* READING PASSAGE *
______________________________
Ahkam al-Qur'an
- Author: Al-Kiyā al-Harrāsī
- Original title: أحكام القرآن
- Language: Arabic
- Genre: Tafsir
- Publisher: Dar Al-Kotob Al-Ilmiyah
- Publication date: 1 January 2001
- Publication place: Beirut, Lebanon
- Pages: 1088
- ISBN: 978-2-7451-0245-4

= Ahkam al-Qur'an (al-Harrasi) =

Islamic juridical exegesis

Aḥkām al-Qurʾān (أحكام القرآن) is an early juridical Qur'ānic exegesis authored by the Shāfi'ī scholar Al-Kiyā al-Ḥarrāsī (d. 504/1110). It is regarded as one of the most important works within the Shāfi'ī school of Islamic law and the earliest complete tafsīr al-aḥkām to have survived from this tradition. The work systematically interprets the legal rulings (aḥkām) of the Qur'ān according to Shāfiʿī legal principles, offering evidential support for the school’s rulings while engaging critically with the positions of other madhāhib, particularly the Ḥanafī school. Aḥkām al-Qur'ān is classified as al-Tafsir al-Tahlili (analytical commentary).

==Background==
Al-Kiyā al-Harrāsī composed Aḥkām al-Qur'ān with the objective of elucidating the methodological approach employed by al-Shāfi'ī in deriving intricate legal rulings from the revealed texts. His work aimed to demonstrate, through detailed exegetical reasoning, the soundness and coherence of al-Shāfi'ī's interpretive method in jurisprudence.

The composition of this tafsīr also served as a direct intellectual response to the strong sectarian bias exhibited by al-Jaṣṣāṣ in his own Aḥkām al-Qur'ān. Al-Harrāsī perceived the necessity of addressing the criticisms and polemical assertions that al-Jaṣṣāṣ had advanced against Imām al-Shāfiʿī. Through his own legal-oriented exegesis, al-Harrāsī sought to defend the Shāfi'ī school and to reassert the methodological and theological validity of its principles.

The underlying motivation for this work lies in al-Harrāsī's commitment to fortifying the legal school to which he adhered. By composing Aḥkām al-Qurʾān, he intended to tarjīḥ (prefer and substantiate) particular legal opinions within the Shāfi'ī tradition, especially those which Imām al-Shāfiʿī himself had not treated exhaustively.
______________________________
* DATASET EXCERPTS *
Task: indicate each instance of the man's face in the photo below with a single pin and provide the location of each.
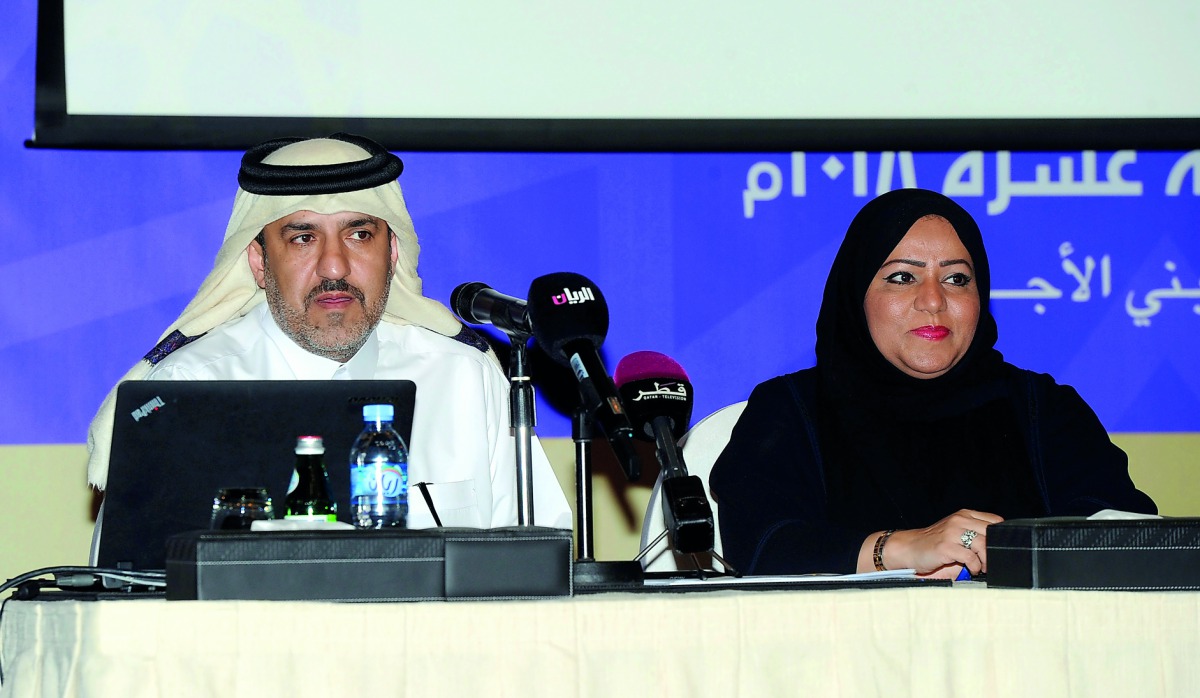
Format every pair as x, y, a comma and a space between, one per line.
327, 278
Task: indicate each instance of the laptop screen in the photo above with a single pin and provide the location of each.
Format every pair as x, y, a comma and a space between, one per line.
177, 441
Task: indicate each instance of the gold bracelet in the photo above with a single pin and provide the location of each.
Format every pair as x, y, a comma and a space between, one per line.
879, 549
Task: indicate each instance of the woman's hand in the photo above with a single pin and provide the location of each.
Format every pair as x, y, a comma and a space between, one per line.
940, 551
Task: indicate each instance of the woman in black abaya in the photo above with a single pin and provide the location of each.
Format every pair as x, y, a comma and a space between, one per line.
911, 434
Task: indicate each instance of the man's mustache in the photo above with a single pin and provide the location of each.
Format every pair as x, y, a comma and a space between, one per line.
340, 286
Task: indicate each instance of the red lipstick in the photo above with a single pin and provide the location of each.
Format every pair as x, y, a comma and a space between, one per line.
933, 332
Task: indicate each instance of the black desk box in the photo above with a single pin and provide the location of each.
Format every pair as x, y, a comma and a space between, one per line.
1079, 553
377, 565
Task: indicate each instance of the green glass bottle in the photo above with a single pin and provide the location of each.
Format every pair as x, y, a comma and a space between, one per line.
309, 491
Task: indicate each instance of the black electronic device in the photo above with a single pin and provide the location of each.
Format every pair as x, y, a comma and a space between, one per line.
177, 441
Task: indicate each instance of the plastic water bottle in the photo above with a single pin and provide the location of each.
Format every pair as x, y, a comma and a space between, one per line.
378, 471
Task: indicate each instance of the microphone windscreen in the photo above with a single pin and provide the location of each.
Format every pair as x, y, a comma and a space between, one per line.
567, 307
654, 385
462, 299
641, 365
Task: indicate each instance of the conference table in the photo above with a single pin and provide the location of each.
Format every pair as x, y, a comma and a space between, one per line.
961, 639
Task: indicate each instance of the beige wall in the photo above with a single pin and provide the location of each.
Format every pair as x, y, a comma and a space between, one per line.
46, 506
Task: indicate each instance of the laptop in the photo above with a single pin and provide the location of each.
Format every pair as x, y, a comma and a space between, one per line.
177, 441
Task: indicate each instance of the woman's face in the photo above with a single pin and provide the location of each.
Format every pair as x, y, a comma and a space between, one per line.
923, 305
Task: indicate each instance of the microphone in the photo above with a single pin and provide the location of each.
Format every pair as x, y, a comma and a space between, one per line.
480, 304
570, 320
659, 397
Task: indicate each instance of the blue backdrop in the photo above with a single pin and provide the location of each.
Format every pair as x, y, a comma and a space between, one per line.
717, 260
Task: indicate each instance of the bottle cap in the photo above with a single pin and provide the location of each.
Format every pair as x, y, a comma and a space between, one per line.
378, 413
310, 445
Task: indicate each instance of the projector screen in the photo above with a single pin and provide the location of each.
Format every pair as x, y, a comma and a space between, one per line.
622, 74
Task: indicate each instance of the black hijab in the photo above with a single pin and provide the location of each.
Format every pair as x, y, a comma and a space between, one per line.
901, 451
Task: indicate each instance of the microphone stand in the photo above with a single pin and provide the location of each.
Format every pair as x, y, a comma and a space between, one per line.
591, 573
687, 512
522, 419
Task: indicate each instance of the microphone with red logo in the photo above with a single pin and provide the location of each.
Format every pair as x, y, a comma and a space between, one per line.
______________________________
* DIRECTION *
Answer these questions from the text on Ahkam al-Qur'an:
1. How many pages does the listed edition have?
2. Which scholar's sectarian bias did the work respond to?
3. As what kind of commentary is the work classified?

* OUTPUT OF THE EXERCISE *
1. 1088
2. Al-Jaṣṣāṣ
3. Al-Tafsir al-Tahlili (analytical commentary)